>>>
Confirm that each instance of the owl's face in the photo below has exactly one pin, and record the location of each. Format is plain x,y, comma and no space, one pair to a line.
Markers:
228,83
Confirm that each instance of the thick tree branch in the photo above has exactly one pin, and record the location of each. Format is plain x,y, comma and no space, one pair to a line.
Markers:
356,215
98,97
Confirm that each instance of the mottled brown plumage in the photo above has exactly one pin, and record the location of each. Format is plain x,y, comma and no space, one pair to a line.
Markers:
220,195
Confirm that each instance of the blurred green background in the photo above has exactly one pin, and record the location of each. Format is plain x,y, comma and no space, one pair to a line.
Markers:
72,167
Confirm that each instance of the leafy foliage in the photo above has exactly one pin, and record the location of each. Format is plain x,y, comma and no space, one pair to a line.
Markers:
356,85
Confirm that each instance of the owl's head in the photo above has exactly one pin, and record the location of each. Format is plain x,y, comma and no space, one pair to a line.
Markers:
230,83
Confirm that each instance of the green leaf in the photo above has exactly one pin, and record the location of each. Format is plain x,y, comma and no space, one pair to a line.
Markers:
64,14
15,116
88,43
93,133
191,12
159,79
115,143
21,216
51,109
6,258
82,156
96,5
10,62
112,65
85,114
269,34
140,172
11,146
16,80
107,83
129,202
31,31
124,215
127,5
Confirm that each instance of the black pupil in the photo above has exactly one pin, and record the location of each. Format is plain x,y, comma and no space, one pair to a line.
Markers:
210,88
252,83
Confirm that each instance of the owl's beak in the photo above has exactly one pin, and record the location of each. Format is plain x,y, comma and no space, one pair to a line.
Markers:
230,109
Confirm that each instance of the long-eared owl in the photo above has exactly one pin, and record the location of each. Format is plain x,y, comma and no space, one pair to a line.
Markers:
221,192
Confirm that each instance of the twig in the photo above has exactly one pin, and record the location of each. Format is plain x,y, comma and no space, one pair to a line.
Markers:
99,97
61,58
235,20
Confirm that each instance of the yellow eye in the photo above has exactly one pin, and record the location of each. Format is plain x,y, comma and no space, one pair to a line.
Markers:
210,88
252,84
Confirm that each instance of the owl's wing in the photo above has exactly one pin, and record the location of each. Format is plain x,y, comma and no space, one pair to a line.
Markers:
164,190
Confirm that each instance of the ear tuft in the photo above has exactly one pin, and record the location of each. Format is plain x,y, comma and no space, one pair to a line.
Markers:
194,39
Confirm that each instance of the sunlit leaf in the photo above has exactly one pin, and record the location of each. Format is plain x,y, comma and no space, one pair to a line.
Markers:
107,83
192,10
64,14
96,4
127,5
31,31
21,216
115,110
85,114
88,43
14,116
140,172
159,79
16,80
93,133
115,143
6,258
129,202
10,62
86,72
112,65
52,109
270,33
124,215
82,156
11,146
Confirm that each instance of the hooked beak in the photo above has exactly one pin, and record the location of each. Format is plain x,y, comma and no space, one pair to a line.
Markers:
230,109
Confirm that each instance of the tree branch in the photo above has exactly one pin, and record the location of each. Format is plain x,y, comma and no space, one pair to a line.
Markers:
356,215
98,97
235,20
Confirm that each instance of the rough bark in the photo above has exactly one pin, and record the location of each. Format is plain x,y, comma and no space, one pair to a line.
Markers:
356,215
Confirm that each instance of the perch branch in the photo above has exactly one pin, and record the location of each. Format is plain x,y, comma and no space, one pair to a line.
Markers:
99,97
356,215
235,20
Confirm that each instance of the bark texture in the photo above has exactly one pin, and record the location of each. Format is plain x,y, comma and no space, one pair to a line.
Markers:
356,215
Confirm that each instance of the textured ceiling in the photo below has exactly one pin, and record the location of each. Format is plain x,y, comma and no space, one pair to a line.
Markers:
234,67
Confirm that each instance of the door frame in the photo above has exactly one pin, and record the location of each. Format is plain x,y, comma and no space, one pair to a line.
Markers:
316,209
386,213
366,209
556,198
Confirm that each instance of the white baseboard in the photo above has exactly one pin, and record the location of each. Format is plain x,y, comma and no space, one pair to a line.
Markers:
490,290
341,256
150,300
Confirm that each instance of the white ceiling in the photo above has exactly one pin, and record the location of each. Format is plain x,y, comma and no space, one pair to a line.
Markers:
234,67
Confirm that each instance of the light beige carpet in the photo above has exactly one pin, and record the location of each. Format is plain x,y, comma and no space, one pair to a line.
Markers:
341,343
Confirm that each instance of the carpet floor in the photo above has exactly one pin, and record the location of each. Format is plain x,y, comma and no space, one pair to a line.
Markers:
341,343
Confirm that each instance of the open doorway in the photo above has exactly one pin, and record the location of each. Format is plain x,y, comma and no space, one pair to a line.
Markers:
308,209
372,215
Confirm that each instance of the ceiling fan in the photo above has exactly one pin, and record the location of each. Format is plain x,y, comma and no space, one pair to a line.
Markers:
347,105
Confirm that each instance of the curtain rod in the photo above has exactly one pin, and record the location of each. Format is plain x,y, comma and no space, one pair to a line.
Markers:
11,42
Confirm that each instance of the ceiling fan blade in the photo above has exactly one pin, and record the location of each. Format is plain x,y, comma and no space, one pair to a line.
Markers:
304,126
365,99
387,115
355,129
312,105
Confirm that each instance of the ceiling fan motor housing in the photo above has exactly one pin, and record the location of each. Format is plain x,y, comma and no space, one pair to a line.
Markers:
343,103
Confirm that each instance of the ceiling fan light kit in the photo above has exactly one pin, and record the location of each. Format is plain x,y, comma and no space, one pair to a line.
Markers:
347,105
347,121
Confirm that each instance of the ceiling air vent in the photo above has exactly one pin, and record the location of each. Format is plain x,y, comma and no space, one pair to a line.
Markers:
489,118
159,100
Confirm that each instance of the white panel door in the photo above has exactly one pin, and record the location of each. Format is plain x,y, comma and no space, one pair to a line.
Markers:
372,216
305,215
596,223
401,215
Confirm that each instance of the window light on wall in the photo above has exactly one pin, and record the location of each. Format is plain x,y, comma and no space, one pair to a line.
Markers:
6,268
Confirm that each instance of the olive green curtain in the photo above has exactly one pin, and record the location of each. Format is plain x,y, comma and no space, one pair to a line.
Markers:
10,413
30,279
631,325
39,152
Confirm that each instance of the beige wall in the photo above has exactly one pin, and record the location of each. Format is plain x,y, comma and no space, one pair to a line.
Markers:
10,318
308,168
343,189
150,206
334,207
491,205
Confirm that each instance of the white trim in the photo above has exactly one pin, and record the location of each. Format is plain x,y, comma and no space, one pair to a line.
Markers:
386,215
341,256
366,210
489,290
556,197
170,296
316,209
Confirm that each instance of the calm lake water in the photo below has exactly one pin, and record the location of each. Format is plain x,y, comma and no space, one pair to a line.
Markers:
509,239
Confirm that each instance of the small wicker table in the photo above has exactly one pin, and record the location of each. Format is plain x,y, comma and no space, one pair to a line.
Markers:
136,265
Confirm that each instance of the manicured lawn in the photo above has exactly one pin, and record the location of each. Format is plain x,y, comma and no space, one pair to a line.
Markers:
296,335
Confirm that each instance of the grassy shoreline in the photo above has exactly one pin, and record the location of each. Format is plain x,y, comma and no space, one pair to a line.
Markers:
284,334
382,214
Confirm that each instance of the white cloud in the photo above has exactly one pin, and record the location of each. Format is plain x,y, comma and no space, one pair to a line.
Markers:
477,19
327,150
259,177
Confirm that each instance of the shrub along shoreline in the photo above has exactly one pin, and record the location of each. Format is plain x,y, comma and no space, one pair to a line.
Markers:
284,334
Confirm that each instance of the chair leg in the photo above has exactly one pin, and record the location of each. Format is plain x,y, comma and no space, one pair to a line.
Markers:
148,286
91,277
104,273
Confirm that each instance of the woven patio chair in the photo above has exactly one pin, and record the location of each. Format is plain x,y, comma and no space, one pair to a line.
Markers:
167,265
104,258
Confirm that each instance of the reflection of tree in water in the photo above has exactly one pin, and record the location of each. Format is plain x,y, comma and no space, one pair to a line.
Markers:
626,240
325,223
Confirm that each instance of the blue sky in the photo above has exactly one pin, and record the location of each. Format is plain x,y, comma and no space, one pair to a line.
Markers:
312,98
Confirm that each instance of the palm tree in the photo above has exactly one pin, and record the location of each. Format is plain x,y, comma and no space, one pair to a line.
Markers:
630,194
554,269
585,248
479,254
<<<
## REQUIREMENT
Everything from the line with "Confirm that each instance of the grassy" to the end of the listing above needs to be duplicated exactly, both end lines included, with nothing more.

## FINISHED TASK
Confirm that each instance of the grassy shoreline in the photo above has exactly one pin, and record the location of each. Format is plain x,y, comma and no space, one pair to a line.
Markers:
284,334
382,214
Confirm that each instance of the white cloud in the photo above has exactly one pin, and record the location of each. Format is plain x,y, comma and no space, one pair to a line.
Markers:
477,19
327,150
259,177
Confirm that each instance of the shrub along shoreline in the photo above has exactly one pin, and record the location of each. Format is plain x,y, comma and no space, one pair to a line.
Markers:
284,334
Confirm that each instance of the chair leg in the photo above has exactly one pin, and record the location of each. Format is plain x,y, comma and no space, one pair to a line.
Markers:
148,286
91,277
104,273
Confirm that each instance of the woven patio chair in the photo above has exactly one pin, and record the location of each. Format is plain x,y, comma and no space, one pair to a line.
Markers:
167,265
104,258
Confirm that each instance of the reflection of tree in water in the photo above has exactly one pin, and record the location of each. Format is plain x,y, comma and no space, one pair to a line.
Markers:
626,240
325,223
Confirm that each instance of the blue sky in the photo above has exactly one pin, and record the location of each. Format is plain x,y, comma and no space, one pair to a line.
Markers:
312,98
Confirm that each instance of the palm tree in the photo above has exactly one pin, and record the location of each. Format is plain x,y, comma and no space, one pair to a line.
Markers:
630,194
554,269
585,248
479,254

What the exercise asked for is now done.